** Input material **
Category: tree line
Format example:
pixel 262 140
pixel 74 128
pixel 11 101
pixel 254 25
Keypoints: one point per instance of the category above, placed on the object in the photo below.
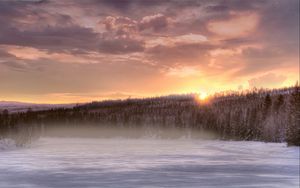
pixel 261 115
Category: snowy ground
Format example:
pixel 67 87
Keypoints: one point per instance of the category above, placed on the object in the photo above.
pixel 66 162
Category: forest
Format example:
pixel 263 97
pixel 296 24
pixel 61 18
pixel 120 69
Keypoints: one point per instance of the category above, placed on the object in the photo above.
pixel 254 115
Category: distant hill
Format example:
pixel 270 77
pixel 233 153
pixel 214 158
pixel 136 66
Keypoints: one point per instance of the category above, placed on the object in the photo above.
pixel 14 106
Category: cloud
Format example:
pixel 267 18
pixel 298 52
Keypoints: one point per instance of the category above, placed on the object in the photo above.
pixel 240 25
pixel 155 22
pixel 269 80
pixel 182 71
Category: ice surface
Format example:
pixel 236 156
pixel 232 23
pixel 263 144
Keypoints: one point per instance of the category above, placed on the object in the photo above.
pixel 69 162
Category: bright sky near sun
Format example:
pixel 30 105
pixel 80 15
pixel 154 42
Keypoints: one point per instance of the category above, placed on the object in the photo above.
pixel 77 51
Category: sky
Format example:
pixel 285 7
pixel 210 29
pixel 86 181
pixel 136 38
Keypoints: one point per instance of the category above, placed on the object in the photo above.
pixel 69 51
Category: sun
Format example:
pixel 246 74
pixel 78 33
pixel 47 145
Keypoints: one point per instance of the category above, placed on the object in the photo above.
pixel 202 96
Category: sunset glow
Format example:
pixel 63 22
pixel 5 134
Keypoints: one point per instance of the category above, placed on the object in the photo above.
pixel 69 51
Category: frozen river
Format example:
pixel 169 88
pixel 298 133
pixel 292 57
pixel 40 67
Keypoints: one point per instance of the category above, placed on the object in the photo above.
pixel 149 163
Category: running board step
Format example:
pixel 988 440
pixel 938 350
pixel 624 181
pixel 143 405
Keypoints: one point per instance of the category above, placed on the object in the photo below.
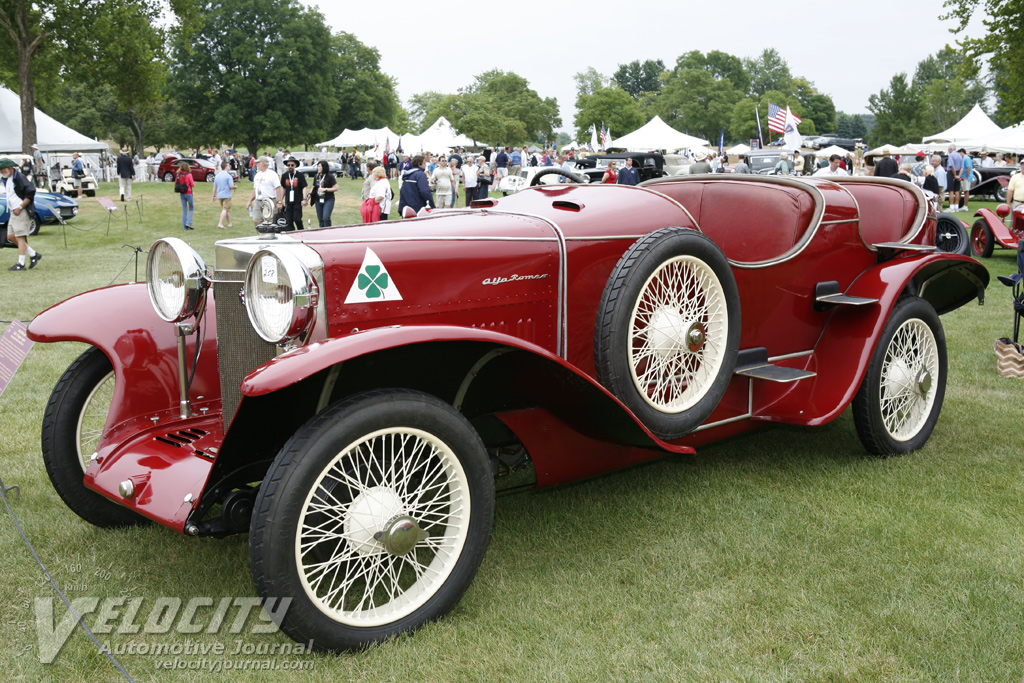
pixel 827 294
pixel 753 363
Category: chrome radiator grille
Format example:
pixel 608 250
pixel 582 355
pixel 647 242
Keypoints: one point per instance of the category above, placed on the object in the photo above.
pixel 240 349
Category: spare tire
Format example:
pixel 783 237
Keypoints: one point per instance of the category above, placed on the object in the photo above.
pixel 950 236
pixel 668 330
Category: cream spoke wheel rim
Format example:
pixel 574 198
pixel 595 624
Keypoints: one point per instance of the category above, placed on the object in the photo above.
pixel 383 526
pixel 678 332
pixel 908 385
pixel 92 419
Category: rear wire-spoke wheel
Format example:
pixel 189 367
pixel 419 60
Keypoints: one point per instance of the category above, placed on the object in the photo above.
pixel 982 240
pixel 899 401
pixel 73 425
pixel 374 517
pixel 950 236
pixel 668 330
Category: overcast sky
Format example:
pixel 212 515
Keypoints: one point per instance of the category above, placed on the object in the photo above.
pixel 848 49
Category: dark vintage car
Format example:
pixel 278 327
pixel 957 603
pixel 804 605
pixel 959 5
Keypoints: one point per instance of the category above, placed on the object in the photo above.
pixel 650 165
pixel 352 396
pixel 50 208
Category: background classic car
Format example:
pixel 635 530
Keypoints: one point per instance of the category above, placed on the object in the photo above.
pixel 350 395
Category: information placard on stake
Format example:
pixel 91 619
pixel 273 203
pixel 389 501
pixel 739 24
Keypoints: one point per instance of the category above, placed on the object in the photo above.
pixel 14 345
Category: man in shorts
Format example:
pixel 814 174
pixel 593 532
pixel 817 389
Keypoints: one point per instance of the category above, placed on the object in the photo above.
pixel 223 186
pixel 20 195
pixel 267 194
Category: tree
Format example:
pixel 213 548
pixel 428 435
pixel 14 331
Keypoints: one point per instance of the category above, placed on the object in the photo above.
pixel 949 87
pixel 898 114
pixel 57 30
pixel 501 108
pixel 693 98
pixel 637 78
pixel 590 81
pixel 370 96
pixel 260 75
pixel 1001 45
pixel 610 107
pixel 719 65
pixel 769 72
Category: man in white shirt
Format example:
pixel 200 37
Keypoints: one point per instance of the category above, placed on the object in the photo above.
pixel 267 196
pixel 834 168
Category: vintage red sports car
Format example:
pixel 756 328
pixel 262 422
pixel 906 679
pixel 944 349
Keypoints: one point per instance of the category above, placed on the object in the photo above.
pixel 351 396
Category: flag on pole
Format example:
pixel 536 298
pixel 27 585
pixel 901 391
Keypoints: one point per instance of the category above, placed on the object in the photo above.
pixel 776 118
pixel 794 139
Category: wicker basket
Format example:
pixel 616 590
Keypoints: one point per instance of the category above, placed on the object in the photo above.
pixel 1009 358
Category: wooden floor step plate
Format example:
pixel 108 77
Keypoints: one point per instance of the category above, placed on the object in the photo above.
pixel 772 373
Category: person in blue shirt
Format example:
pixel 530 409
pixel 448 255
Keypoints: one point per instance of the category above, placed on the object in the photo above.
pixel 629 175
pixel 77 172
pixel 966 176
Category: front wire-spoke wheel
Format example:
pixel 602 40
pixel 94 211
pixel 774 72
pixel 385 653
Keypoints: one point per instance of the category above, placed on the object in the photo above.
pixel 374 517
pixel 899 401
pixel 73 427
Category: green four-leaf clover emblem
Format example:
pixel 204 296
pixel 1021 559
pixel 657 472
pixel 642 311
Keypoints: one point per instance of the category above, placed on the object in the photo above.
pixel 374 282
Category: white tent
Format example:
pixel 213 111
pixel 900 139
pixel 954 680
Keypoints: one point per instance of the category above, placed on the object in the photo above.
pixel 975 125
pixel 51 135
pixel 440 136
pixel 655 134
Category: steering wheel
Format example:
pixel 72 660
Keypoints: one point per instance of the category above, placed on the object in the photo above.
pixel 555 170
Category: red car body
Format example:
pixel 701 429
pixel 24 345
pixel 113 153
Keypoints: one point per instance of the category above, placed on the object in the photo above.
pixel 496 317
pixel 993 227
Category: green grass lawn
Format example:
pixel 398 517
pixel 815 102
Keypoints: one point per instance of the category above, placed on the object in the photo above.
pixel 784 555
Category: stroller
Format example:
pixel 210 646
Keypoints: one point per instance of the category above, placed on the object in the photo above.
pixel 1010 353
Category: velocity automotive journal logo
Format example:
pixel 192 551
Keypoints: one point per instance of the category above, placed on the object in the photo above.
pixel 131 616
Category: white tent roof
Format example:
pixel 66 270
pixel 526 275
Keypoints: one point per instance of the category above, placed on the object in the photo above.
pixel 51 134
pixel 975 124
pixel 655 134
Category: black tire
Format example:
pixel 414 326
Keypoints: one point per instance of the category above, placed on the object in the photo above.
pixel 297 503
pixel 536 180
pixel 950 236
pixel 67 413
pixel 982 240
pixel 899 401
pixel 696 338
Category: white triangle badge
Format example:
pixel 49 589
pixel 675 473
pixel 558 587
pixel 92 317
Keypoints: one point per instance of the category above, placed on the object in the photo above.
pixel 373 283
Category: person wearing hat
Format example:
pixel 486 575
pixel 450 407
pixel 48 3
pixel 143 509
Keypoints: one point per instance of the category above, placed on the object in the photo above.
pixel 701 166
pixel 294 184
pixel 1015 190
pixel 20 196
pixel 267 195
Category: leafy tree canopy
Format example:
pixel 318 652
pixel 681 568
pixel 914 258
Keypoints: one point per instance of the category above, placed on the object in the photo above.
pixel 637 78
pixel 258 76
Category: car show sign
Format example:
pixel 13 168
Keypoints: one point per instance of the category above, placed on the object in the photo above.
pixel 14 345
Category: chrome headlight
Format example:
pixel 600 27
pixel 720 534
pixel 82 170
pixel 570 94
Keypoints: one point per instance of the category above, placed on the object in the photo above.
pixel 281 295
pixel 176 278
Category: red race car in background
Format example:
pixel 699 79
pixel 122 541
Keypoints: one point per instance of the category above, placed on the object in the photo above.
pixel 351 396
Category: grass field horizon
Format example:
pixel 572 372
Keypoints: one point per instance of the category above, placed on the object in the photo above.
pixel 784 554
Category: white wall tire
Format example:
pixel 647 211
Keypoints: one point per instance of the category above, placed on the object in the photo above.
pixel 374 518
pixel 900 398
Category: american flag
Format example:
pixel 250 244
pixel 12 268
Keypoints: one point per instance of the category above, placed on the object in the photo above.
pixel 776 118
* * *
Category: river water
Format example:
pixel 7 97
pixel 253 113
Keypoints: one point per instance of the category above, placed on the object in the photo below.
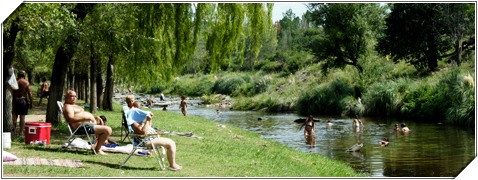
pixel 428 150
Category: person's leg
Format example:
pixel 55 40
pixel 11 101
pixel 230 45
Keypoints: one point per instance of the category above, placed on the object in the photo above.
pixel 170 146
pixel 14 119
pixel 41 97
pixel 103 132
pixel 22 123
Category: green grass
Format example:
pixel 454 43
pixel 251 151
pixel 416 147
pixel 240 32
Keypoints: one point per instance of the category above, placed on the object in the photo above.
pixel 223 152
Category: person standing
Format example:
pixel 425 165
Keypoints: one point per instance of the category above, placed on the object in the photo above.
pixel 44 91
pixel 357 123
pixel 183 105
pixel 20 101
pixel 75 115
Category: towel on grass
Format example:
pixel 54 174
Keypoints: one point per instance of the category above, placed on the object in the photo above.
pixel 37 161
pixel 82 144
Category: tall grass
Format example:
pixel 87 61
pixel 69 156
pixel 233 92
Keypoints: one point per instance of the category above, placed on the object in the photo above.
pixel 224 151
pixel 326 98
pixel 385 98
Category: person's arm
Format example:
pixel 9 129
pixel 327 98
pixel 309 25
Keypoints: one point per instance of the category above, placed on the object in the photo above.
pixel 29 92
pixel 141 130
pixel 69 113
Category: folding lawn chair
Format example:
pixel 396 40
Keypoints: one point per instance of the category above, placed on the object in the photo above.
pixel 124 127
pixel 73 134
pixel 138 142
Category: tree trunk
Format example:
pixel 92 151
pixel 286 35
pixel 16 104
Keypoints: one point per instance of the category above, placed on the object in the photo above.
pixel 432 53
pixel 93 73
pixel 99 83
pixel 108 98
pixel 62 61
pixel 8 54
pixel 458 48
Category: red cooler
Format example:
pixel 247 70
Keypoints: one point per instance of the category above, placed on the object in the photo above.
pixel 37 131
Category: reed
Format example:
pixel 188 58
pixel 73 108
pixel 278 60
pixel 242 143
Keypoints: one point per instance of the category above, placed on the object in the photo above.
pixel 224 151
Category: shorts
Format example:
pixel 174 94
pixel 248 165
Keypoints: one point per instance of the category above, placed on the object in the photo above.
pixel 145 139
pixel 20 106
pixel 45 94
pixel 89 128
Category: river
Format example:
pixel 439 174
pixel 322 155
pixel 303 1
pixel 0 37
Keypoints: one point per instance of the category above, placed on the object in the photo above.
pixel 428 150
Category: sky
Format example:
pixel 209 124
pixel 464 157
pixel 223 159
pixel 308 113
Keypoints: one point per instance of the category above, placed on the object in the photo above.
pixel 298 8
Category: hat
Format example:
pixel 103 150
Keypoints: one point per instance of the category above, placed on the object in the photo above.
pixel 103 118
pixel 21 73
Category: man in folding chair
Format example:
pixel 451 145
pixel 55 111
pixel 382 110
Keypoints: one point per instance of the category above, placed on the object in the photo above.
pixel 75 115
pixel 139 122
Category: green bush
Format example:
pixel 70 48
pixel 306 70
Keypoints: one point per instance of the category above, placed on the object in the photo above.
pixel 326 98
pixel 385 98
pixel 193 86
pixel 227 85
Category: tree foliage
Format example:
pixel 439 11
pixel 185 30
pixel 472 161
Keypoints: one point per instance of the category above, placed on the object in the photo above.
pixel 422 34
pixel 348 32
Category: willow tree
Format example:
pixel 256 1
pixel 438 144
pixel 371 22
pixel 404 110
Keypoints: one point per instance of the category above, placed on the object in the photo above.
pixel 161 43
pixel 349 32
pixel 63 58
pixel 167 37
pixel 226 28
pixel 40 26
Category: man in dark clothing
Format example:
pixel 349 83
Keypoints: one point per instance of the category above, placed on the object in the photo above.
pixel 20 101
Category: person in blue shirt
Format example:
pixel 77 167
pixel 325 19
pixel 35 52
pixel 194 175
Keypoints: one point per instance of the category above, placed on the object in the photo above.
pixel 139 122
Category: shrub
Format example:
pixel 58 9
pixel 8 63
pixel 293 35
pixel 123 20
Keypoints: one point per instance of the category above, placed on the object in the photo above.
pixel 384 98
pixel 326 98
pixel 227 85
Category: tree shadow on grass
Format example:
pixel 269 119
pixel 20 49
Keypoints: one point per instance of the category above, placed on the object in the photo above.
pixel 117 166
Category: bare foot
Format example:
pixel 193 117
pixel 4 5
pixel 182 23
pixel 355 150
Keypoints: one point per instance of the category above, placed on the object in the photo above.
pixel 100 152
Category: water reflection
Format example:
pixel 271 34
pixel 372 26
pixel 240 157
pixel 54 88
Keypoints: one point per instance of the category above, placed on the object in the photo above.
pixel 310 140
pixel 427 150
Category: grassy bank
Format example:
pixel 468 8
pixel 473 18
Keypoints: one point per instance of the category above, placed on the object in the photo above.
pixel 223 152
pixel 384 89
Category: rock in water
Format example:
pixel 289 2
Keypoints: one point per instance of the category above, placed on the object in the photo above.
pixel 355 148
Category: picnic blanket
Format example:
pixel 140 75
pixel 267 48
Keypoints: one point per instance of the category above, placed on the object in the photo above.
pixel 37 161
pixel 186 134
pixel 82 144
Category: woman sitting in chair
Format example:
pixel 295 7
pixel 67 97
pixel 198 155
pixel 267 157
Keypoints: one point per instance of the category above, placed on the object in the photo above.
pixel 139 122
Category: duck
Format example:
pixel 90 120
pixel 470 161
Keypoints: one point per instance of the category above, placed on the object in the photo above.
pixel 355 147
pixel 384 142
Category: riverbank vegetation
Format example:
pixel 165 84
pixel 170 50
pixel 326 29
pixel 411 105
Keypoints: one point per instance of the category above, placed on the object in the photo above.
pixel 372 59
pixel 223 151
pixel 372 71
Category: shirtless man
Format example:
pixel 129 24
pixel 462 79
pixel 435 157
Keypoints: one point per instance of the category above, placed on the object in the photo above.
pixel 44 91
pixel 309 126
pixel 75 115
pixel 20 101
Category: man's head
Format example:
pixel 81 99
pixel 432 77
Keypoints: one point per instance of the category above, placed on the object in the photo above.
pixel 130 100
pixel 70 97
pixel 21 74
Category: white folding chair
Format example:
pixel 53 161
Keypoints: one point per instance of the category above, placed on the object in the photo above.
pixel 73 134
--
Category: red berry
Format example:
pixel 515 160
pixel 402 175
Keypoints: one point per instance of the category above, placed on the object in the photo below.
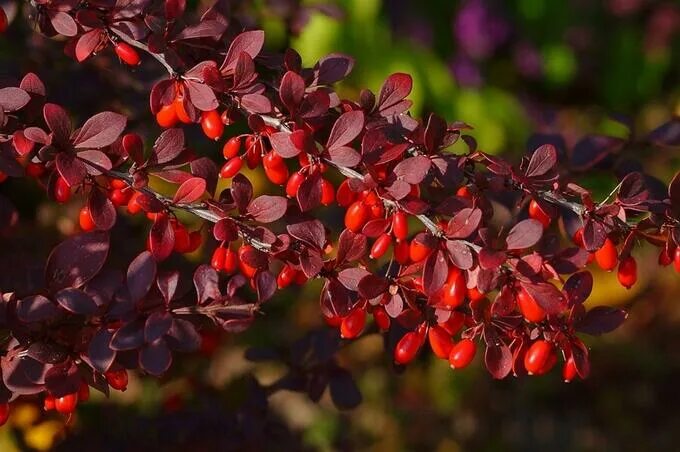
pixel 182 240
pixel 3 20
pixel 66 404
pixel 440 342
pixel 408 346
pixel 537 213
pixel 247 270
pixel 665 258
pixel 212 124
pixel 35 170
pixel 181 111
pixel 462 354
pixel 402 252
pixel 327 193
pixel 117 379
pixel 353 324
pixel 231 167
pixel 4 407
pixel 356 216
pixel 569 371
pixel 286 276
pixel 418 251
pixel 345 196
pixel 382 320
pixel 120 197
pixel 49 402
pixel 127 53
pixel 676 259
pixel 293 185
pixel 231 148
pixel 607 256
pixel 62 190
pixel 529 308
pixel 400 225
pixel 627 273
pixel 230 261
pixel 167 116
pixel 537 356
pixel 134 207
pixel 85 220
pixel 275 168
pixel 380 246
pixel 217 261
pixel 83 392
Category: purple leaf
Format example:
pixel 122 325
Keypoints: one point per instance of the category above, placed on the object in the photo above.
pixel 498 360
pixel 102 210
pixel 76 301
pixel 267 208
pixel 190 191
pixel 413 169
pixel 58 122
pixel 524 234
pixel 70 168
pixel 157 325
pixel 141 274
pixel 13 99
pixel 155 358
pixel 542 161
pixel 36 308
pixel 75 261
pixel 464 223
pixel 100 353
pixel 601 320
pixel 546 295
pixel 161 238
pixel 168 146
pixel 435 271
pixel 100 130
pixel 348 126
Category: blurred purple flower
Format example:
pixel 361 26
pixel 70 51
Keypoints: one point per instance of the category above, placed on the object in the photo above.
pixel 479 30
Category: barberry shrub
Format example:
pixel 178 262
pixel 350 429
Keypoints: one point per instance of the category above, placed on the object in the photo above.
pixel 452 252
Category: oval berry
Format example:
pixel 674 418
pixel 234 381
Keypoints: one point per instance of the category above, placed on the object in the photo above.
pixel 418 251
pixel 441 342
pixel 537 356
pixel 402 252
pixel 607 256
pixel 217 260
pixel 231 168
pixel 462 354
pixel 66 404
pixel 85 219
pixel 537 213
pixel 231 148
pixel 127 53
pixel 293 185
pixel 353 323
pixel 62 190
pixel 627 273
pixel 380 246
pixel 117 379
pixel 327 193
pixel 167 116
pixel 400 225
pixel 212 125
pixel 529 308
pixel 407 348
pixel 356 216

** Goal of the exercise **
Starting at the line above that holds "Category: tree line", return each line up to and including the one that holds "pixel 232 23", exactly as written, minus any pictures.

** Response area **
Category: tree line
Format example:
pixel 262 140
pixel 74 128
pixel 11 101
pixel 254 25
Keypoints: one point per instance of the category above, placed on the object in the photo below.
pixel 261 115
Category: snowy ground
Format example:
pixel 67 87
Keypoints: one point per instance of the category above, placed on the object in the photo above.
pixel 66 162
Category: forest
Format example:
pixel 263 97
pixel 296 24
pixel 61 18
pixel 120 69
Keypoints: one point per instance of the category above, placed on the object in the photo above.
pixel 254 115
Category: distant hill
Format example:
pixel 270 77
pixel 233 153
pixel 214 158
pixel 136 66
Keypoints: one point per instance of the category above, placed on the object in the photo above.
pixel 14 106
Category: cloud
Format example:
pixel 267 18
pixel 298 52
Keypoints: one point per instance of the category above, placed on the object in the photo above.
pixel 240 25
pixel 155 22
pixel 269 80
pixel 182 71
Category: ice surface
Format example:
pixel 236 156
pixel 232 23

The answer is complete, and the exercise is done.